TASK OBJECTIVE:
Starting at the first line of the listing and stopping after the line that contains "368], [178, 374]]", rewrite those lines with "photo" replaced by "image" and everything else unchanged. Leave the pictures out of your answer.

Part of a data file:
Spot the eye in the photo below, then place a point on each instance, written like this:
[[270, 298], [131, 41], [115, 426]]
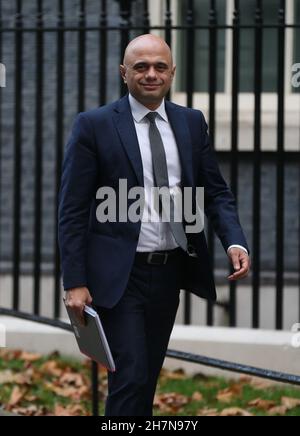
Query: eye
[[141, 67]]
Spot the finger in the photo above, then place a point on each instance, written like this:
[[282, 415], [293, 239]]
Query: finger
[[78, 308], [243, 272], [235, 262]]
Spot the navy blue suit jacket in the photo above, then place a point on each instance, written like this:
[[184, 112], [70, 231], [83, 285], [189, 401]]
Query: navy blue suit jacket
[[102, 149]]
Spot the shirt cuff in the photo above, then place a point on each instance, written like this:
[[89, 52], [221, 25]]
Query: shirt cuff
[[238, 246]]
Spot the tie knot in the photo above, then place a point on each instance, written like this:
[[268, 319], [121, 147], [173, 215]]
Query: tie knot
[[152, 116]]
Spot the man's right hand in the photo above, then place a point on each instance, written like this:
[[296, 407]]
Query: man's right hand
[[76, 299]]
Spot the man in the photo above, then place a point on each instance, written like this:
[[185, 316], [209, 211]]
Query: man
[[133, 271]]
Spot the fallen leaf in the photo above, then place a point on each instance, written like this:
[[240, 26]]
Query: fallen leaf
[[197, 396], [207, 412], [278, 410], [170, 402], [72, 410], [260, 384], [30, 357], [72, 379], [16, 396], [6, 377], [290, 403], [235, 411], [51, 368], [178, 374]]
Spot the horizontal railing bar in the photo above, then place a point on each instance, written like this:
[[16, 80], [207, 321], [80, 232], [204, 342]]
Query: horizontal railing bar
[[289, 156], [118, 28]]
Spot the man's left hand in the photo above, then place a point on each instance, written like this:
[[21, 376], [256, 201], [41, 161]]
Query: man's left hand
[[241, 263]]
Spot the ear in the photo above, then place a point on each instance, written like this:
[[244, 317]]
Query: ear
[[123, 72]]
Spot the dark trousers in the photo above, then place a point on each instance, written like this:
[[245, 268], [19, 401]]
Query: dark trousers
[[138, 329]]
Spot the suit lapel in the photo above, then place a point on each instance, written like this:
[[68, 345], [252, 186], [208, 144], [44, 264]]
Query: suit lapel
[[183, 139], [125, 125]]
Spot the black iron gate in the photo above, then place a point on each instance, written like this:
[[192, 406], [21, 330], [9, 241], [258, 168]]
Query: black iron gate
[[62, 57]]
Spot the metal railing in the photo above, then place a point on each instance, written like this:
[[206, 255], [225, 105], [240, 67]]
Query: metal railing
[[20, 25]]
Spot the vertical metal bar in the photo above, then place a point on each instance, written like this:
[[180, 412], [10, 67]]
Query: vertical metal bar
[[125, 15], [257, 164], [95, 383], [234, 135], [280, 168], [1, 144], [168, 23], [190, 50], [212, 84], [38, 155], [81, 56], [60, 53], [146, 18], [190, 62], [17, 154], [103, 53]]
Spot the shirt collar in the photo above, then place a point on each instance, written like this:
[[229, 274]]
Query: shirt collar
[[139, 111]]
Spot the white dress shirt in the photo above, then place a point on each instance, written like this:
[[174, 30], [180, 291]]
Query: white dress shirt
[[156, 235]]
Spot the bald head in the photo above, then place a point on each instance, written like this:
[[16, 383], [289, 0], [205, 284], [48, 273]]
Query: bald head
[[148, 69], [143, 43]]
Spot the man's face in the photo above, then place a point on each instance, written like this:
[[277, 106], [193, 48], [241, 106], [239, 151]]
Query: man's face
[[148, 72]]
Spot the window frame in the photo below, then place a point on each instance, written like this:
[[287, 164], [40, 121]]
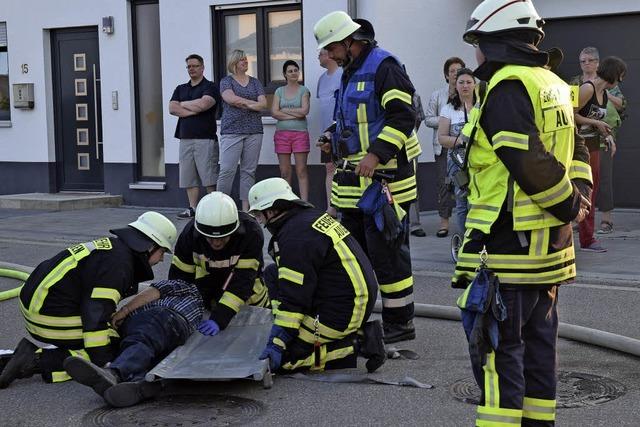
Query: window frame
[[138, 168], [262, 41]]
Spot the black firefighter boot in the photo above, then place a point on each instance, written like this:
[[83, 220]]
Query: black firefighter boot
[[23, 364], [91, 375], [394, 332], [131, 393], [371, 345]]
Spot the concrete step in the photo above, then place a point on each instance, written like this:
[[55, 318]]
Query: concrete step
[[64, 201]]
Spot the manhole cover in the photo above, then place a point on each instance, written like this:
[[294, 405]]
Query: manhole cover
[[575, 389], [179, 411]]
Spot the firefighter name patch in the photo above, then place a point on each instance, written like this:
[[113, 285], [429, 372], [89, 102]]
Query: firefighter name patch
[[326, 224]]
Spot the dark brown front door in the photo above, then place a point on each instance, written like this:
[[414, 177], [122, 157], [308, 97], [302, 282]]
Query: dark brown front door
[[78, 122]]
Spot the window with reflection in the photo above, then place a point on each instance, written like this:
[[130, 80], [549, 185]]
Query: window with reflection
[[269, 36]]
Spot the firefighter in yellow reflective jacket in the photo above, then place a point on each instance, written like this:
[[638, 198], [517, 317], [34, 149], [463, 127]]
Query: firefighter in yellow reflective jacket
[[69, 299], [322, 286], [529, 179], [220, 251], [374, 130]]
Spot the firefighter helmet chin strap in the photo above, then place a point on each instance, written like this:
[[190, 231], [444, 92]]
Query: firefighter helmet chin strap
[[347, 47]]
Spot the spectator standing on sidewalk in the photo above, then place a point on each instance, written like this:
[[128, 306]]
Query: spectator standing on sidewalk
[[438, 100], [240, 126], [614, 116], [328, 84], [453, 117], [290, 107], [589, 61], [194, 103], [589, 117]]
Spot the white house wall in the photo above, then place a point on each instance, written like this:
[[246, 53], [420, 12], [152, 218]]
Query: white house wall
[[422, 33], [30, 137]]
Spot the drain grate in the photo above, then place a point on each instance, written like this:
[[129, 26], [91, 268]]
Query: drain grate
[[575, 389], [179, 411]]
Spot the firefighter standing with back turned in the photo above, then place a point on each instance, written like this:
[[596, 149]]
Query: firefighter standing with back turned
[[528, 180], [68, 300], [374, 129]]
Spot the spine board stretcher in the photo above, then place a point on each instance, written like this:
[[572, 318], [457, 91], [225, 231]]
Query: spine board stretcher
[[230, 355]]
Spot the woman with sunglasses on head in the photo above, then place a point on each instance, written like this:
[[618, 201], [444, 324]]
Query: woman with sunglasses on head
[[452, 119], [589, 117], [290, 107]]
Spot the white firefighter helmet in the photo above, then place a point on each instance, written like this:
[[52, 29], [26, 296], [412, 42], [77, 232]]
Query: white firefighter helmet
[[334, 27], [496, 16], [216, 215], [158, 228], [265, 193]]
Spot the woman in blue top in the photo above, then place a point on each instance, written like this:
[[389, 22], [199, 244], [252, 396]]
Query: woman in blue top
[[290, 107], [453, 117]]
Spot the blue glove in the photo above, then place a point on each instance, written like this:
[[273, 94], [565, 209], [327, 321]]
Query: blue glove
[[278, 340], [209, 327], [274, 353]]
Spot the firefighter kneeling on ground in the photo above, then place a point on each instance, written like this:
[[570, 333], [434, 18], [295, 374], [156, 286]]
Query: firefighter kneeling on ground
[[528, 179], [322, 286], [220, 250], [69, 299]]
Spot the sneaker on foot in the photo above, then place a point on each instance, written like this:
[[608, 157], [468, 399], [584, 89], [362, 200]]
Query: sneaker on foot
[[606, 227], [126, 394], [394, 332], [23, 363], [186, 214], [86, 373], [594, 247]]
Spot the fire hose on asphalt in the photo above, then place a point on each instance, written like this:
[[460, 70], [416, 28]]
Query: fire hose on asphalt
[[565, 330], [13, 271]]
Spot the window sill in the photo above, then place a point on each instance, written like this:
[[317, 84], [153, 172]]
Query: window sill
[[148, 185]]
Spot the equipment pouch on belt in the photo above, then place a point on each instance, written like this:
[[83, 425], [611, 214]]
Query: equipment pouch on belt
[[374, 202], [481, 309]]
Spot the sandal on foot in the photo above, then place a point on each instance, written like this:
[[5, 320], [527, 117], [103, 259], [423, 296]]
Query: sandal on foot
[[606, 227]]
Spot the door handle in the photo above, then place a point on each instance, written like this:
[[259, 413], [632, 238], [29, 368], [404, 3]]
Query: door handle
[[95, 109]]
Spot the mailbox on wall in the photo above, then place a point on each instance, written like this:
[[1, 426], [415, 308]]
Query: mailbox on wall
[[23, 95]]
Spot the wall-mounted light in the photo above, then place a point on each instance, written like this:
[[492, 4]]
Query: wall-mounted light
[[107, 24]]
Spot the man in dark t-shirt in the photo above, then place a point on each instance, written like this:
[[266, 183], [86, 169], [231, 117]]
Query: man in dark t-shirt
[[194, 103]]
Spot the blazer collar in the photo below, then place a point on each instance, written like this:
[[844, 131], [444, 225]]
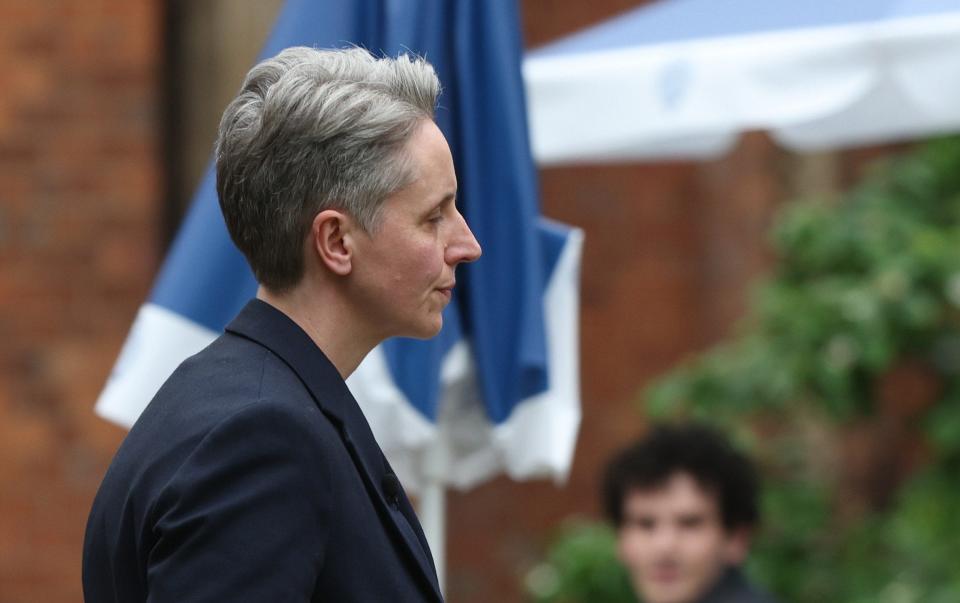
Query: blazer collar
[[263, 324]]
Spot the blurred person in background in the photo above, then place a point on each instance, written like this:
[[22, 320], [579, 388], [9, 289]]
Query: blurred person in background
[[684, 504], [253, 475]]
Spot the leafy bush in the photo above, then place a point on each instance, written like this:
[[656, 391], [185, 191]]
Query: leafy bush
[[853, 340]]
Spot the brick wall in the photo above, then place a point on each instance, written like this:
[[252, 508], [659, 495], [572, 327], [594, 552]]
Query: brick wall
[[79, 206]]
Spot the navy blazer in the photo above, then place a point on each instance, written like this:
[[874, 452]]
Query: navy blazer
[[253, 476]]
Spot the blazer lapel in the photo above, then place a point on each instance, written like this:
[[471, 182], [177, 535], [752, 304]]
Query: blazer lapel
[[271, 328]]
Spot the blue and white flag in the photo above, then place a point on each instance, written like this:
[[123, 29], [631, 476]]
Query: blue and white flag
[[498, 389]]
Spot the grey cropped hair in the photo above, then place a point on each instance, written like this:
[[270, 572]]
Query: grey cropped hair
[[312, 130]]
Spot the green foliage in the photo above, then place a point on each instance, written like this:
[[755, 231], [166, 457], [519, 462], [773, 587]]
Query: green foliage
[[863, 285], [582, 568]]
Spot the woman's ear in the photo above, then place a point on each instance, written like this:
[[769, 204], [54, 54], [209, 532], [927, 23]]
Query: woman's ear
[[331, 238]]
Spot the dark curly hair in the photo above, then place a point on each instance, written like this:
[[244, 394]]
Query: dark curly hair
[[696, 449]]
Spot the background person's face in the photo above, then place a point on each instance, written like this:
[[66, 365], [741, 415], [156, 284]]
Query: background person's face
[[673, 541]]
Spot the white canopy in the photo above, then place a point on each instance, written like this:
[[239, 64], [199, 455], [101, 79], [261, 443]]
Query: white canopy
[[683, 78]]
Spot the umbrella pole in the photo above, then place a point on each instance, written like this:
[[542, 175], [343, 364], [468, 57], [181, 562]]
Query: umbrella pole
[[433, 507]]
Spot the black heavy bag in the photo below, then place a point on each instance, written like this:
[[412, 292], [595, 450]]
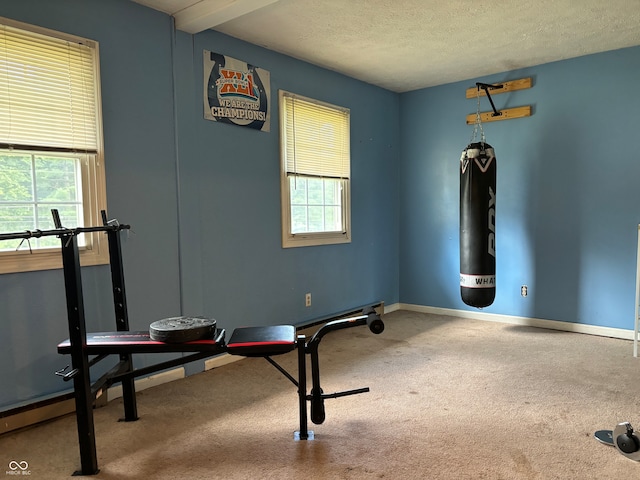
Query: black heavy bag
[[478, 225]]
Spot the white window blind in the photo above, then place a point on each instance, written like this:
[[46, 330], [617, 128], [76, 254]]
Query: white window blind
[[47, 92], [316, 140]]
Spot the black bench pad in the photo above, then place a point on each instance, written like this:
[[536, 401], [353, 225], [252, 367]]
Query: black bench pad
[[262, 341], [140, 342]]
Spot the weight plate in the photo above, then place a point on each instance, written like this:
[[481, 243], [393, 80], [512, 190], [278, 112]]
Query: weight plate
[[182, 329]]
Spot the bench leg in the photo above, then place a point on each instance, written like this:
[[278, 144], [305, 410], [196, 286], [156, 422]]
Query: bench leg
[[304, 433], [129, 392]]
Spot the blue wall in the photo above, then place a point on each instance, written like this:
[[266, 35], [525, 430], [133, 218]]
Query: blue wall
[[568, 191], [203, 198], [204, 201]]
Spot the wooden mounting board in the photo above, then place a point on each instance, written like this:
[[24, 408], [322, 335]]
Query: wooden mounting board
[[521, 84], [506, 114]]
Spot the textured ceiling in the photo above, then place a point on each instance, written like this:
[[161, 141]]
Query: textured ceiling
[[404, 45]]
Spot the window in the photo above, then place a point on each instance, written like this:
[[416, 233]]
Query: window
[[50, 144], [315, 172]]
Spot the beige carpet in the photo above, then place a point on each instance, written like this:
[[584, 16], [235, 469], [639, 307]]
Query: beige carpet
[[450, 399]]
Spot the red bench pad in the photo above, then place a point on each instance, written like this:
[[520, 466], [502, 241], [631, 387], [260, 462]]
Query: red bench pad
[[262, 341], [140, 342]]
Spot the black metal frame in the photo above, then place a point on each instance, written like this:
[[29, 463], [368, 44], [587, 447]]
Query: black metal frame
[[86, 392]]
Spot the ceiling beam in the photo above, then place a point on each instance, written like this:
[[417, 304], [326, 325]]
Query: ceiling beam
[[209, 13]]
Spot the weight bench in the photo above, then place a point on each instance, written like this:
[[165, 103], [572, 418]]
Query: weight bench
[[260, 341]]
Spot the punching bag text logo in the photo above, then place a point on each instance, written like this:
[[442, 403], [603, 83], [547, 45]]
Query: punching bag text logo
[[492, 222]]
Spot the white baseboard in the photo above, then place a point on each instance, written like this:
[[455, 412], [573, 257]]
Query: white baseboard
[[524, 321]]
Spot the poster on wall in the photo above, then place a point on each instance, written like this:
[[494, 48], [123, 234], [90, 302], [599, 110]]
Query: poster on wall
[[236, 92]]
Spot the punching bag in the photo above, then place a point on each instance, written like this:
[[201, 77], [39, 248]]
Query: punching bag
[[477, 225]]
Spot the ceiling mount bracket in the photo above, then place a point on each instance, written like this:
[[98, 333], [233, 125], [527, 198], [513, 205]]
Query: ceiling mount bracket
[[486, 87]]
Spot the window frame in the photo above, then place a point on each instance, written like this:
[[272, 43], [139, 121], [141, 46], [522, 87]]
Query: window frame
[[93, 181], [306, 239]]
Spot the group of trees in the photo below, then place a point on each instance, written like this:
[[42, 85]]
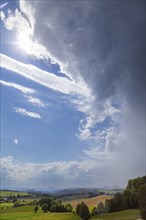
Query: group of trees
[[49, 204], [133, 197], [82, 210]]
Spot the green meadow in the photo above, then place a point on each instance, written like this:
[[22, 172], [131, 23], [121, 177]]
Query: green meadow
[[130, 214], [27, 213]]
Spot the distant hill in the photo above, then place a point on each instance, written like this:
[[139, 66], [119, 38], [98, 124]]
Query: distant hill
[[90, 202]]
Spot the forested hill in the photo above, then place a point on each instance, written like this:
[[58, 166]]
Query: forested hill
[[134, 185]]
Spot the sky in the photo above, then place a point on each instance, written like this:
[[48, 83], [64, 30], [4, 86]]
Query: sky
[[72, 93]]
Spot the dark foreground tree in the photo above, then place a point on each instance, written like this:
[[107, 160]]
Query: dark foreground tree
[[44, 207], [83, 211], [142, 201]]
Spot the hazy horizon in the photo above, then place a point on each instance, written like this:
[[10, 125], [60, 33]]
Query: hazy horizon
[[72, 93]]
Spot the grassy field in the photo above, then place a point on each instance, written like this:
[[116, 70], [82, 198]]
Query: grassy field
[[90, 202], [27, 213], [131, 214]]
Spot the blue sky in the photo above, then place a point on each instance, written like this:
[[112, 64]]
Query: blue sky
[[72, 93]]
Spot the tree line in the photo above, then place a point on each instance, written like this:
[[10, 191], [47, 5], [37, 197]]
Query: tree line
[[133, 197]]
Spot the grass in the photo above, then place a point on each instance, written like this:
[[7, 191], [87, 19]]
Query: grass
[[131, 214], [27, 213]]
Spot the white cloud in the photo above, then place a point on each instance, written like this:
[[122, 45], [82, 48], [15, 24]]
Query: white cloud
[[16, 141], [3, 5], [64, 170], [27, 113], [60, 84], [36, 101], [23, 89]]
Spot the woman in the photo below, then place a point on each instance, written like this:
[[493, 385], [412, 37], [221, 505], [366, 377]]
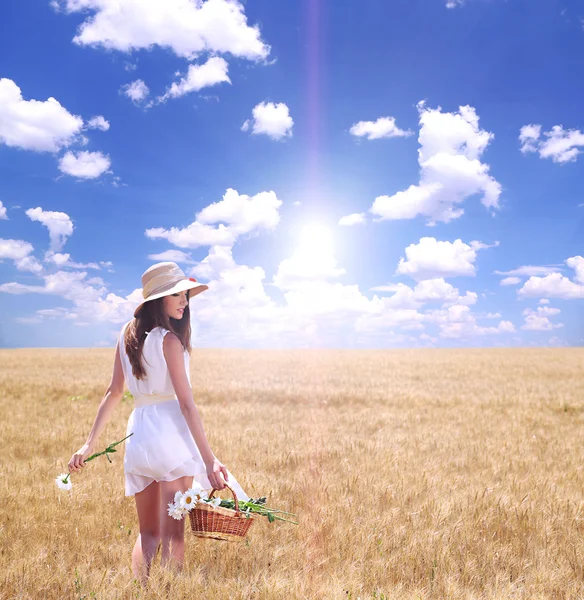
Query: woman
[[168, 447]]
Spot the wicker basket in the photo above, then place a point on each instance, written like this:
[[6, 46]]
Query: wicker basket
[[220, 523]]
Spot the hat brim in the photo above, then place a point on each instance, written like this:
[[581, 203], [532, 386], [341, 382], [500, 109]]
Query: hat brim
[[181, 286]]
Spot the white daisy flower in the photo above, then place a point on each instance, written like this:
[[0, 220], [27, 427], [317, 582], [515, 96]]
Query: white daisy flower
[[62, 481], [188, 500], [196, 487], [176, 513]]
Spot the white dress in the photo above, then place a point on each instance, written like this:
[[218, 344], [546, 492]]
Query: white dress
[[162, 447]]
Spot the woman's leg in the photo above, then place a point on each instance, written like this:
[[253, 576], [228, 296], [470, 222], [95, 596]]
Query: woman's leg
[[173, 530], [146, 546]]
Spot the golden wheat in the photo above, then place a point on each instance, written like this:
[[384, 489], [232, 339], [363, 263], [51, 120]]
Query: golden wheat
[[413, 474]]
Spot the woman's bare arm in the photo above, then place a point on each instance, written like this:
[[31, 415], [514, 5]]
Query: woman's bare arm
[[111, 399], [174, 356]]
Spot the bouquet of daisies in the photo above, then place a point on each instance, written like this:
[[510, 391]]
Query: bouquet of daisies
[[184, 502]]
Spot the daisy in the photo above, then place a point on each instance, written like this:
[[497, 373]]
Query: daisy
[[176, 512], [63, 481], [188, 499]]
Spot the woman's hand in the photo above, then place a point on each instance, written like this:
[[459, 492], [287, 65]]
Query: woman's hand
[[215, 469], [77, 461]]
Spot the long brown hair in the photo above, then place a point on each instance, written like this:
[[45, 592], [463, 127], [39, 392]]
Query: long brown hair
[[152, 315]]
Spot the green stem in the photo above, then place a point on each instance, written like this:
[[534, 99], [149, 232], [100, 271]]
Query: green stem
[[106, 451]]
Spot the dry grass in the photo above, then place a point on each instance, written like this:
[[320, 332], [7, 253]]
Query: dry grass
[[414, 474]]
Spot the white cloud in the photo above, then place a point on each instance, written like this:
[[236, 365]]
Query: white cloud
[[211, 73], [556, 285], [186, 27], [20, 252], [91, 301], [537, 320], [354, 219], [451, 145], [561, 145], [271, 119], [432, 258], [384, 127], [529, 270], [510, 281], [457, 321], [306, 265], [98, 122], [40, 126], [64, 260], [137, 91], [242, 215], [428, 291], [59, 225], [528, 137], [86, 165]]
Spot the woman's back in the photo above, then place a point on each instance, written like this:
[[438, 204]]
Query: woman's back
[[157, 380]]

SOLUTION TO THE PROBLEM:
Spot the eye in the image below, then place a point on each instance, written like this:
[[270, 298], [131, 41], [115, 426]]
Query: eye
[[141, 67]]
Spot the finger in the image above, then place a point on each instance, written like this:
[[282, 415], [293, 239]]
Query: finger
[[78, 308], [243, 272], [235, 262]]
Spot the navy blue suit jacket in the image above, then place a point on each instance, written like this:
[[184, 112], [70, 231], [83, 285], [189, 401]]
Query: navy blue suit jacket
[[102, 149]]
Spot the shirt cuff in the image above, then place a point on each instance, written like this:
[[89, 52], [221, 25]]
Query: shirt cuff
[[238, 246]]
Spot the tie knot in the image above, then place a point on each instance, written like this:
[[268, 319], [121, 147], [173, 215]]
Query: tie knot
[[152, 116]]
Spot the man's right hand in the image above, then place a point on each instance, written like this:
[[296, 407]]
Query: man's right hand
[[76, 299]]
Spot the man in the image above, then place a point on each instance, written like this:
[[185, 316], [209, 211]]
Query: man
[[133, 271]]
Spot the fallen leaf in the image above, then place a point on each instance, written like this:
[[240, 26]]
Query: fallen leaf
[[197, 396], [207, 412], [278, 410], [170, 402], [72, 410], [260, 384], [30, 357], [72, 379], [16, 396], [6, 377], [290, 403], [235, 411], [51, 368], [178, 374]]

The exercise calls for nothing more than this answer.